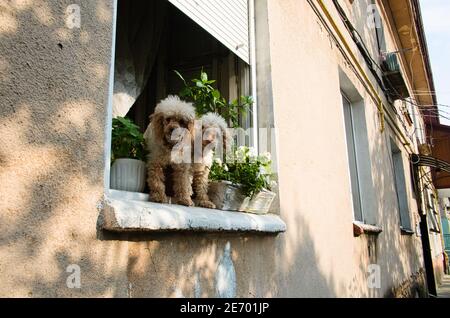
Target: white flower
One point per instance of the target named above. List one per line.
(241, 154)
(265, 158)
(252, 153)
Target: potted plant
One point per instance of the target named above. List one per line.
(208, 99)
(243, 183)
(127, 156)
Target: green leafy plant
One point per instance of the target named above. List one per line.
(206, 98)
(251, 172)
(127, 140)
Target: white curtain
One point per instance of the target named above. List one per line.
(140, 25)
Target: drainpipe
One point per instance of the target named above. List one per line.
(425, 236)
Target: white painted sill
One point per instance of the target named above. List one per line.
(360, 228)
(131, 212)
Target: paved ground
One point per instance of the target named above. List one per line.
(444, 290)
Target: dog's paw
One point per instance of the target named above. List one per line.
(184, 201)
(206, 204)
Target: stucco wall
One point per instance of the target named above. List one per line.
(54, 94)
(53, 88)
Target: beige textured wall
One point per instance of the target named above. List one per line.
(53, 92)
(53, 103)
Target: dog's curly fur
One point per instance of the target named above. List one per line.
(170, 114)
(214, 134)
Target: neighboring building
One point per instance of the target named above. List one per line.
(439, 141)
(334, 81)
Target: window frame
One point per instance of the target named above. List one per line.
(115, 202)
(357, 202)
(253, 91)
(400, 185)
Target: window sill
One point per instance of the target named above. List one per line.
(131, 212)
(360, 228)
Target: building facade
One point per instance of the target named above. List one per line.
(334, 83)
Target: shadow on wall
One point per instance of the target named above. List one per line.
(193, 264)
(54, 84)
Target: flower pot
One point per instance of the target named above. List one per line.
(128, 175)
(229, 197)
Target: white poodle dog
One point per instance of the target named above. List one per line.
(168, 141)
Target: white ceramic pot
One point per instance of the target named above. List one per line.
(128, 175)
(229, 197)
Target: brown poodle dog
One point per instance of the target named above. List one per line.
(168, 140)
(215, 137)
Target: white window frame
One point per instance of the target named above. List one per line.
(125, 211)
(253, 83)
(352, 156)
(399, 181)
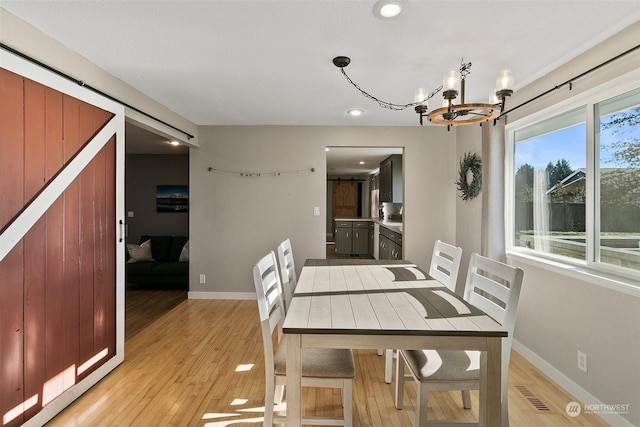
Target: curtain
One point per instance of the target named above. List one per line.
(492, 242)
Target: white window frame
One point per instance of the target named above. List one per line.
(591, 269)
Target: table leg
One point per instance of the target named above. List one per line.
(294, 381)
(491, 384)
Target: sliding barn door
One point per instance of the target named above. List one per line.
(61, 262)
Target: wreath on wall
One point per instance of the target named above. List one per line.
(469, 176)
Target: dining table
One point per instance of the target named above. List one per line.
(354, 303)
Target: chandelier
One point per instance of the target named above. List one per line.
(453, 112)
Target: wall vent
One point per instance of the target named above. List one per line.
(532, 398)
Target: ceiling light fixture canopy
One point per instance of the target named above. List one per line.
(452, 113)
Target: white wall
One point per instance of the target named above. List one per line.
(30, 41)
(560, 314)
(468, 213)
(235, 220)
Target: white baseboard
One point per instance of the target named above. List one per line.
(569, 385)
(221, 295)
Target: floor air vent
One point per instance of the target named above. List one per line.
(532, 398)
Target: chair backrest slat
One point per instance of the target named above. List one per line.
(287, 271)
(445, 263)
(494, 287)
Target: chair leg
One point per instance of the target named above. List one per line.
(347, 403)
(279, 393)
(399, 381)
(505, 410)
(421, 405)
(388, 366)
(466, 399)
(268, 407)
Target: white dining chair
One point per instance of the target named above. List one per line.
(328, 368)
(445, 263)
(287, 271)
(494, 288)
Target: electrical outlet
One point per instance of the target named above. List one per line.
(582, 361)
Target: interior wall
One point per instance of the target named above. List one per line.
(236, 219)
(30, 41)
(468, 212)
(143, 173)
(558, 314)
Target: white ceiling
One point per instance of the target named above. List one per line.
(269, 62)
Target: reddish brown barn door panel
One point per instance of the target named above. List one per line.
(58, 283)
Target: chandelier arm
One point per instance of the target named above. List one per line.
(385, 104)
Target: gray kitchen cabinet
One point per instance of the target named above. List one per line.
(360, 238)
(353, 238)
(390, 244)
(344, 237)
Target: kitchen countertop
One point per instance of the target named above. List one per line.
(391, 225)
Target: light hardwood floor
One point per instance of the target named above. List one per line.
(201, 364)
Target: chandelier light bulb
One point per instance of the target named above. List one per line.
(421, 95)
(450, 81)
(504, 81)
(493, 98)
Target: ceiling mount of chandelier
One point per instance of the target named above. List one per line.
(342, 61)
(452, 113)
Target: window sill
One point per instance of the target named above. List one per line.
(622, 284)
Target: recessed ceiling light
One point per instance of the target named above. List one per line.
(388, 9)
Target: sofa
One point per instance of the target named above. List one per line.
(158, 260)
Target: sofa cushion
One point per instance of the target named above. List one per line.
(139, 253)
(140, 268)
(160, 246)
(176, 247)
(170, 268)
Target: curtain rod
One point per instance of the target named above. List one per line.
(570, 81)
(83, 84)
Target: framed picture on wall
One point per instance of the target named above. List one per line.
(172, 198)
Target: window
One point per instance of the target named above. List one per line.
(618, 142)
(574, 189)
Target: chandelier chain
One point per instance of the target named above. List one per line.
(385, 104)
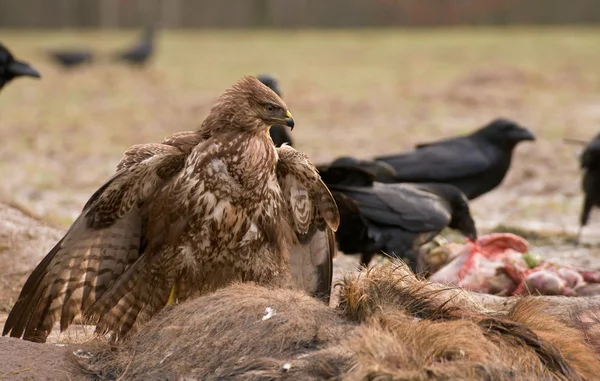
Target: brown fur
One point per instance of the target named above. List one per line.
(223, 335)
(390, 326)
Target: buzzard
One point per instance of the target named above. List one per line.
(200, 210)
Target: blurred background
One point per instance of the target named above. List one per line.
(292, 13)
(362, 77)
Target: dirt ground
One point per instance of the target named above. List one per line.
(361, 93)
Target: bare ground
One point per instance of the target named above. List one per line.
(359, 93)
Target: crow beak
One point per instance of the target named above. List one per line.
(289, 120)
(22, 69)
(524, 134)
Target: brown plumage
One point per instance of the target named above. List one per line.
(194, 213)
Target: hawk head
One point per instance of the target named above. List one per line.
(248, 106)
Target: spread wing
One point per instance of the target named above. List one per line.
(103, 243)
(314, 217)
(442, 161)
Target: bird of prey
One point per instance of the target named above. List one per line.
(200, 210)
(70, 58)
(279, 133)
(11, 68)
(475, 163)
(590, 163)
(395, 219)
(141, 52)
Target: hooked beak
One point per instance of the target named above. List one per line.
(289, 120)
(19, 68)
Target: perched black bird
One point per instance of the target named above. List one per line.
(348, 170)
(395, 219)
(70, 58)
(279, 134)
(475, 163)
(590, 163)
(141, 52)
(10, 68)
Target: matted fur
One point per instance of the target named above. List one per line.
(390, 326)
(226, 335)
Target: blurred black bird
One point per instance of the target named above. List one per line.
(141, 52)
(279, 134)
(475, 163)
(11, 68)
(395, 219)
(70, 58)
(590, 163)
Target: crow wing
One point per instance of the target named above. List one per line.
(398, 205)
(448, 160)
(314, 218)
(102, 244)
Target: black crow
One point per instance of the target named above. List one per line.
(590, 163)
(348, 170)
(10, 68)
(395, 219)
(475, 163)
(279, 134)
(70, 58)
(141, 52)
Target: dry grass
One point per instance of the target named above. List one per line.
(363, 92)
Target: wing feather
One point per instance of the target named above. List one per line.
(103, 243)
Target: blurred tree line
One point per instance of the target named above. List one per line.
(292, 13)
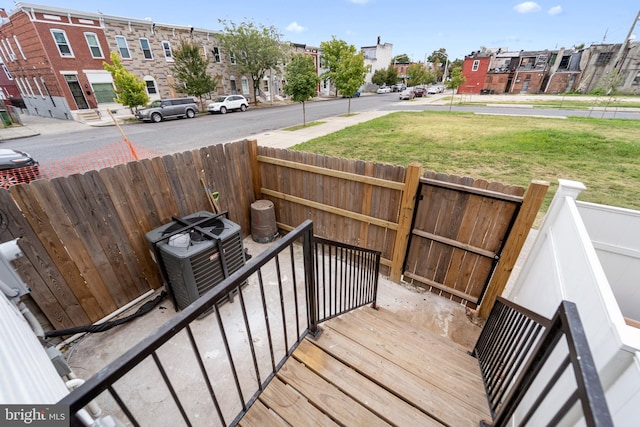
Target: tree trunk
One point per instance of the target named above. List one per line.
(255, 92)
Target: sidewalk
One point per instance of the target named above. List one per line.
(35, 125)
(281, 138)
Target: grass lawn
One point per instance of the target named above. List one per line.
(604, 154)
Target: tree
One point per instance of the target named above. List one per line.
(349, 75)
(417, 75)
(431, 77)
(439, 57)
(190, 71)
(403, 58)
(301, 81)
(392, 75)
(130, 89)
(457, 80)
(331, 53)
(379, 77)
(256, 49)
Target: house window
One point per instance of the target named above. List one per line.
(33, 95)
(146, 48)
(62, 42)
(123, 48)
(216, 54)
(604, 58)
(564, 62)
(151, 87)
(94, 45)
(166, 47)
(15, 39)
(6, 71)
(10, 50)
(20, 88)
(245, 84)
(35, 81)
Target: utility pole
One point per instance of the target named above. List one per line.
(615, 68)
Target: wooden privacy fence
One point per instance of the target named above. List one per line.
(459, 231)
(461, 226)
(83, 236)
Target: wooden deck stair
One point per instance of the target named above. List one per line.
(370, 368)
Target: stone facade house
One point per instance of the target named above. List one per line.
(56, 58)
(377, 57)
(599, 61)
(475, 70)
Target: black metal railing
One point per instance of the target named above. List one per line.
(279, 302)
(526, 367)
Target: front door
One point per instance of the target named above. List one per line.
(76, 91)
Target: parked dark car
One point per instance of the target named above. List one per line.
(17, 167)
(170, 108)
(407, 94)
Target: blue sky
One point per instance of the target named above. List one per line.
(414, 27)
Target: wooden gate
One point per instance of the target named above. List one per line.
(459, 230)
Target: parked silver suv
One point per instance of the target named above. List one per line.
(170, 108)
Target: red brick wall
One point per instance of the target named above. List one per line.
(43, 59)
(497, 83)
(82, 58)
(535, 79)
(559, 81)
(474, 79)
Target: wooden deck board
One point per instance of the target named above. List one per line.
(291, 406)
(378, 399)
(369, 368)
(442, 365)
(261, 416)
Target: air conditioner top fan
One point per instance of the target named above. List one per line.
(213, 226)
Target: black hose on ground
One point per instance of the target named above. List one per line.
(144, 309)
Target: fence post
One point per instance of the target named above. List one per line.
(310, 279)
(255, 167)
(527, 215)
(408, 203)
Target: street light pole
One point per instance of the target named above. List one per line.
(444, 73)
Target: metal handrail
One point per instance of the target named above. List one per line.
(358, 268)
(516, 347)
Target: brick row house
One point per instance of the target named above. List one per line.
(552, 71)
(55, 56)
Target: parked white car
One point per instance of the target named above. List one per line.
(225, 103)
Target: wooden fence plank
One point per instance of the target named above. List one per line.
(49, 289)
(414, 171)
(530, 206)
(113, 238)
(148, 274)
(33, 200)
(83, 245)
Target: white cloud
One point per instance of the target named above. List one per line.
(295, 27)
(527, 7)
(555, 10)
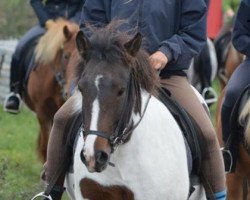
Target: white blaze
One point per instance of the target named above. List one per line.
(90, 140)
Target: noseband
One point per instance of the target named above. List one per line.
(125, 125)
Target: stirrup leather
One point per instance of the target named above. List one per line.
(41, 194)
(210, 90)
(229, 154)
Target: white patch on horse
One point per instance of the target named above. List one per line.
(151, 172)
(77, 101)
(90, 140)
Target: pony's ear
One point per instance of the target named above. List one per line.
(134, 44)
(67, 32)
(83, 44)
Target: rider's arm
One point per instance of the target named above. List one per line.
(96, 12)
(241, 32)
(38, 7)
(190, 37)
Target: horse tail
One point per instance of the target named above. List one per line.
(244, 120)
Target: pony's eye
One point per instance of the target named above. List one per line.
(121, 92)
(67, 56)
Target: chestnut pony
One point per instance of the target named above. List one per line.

---*---

* _Task requirements_
Reproduce verbatim the stretch from the line containing "Target: white blaze" through the end of the items, including both ends.

* _The solution_
Target: white blaze
One point per instance of the target named above. List one per line.
(90, 140)
Target: noseband
One point per instance of the target named above. List one per line.
(125, 125)
Target: stirrup leather
One point per instance of the target named above. List one per line.
(41, 194)
(210, 90)
(229, 154)
Target: white patch on horse
One point per instance of the target named above. List one per line.
(151, 172)
(77, 101)
(90, 140)
Target: pony's ear
One point per instance of the target named above. List one per line.
(134, 44)
(67, 32)
(83, 44)
Target: rider's arm
One point per instance of the target named above. List one per line.
(96, 12)
(241, 32)
(38, 7)
(190, 37)
Target: horse tail
One point per instance of the target named above. List one per line.
(244, 120)
Target: pony's eye
One point per instance of the target named above. List one per line.
(121, 92)
(67, 56)
Target: chestnut pony
One point per instance of the target named above. List one per line.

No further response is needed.